*What the task asks*
Reproduce the following material line for line, without changing a single character.

Start of Material provided

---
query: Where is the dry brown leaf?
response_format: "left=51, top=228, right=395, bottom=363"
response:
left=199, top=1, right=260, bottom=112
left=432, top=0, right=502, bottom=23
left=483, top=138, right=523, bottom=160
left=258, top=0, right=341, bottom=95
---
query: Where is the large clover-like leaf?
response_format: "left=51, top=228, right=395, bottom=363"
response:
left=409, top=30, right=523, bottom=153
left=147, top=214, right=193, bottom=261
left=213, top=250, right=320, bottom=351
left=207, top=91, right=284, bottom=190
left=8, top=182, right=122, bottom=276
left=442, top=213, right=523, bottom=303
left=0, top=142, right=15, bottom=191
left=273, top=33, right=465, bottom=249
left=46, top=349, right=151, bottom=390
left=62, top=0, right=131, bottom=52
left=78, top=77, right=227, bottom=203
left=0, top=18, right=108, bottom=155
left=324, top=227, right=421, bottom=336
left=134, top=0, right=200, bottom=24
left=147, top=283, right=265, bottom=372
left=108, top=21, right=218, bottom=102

End of Material provided

*Written answer*
---
query: Where is the dry brown leaf?
response_format: "left=51, top=228, right=395, bottom=363"
response:
left=199, top=1, right=260, bottom=112
left=432, top=0, right=502, bottom=23
left=483, top=138, right=523, bottom=160
left=258, top=0, right=341, bottom=95
---
query: Where is the large clover-like leaf?
response_format: "left=51, top=228, right=395, bottom=363"
response:
left=409, top=30, right=523, bottom=153
left=147, top=214, right=193, bottom=261
left=213, top=250, right=320, bottom=351
left=207, top=91, right=284, bottom=190
left=8, top=182, right=122, bottom=276
left=442, top=213, right=523, bottom=303
left=0, top=142, right=15, bottom=191
left=273, top=33, right=465, bottom=249
left=46, top=349, right=151, bottom=390
left=62, top=0, right=131, bottom=52
left=78, top=77, right=227, bottom=203
left=0, top=18, right=108, bottom=155
left=324, top=227, right=421, bottom=336
left=134, top=0, right=200, bottom=24
left=147, top=283, right=265, bottom=372
left=108, top=21, right=218, bottom=102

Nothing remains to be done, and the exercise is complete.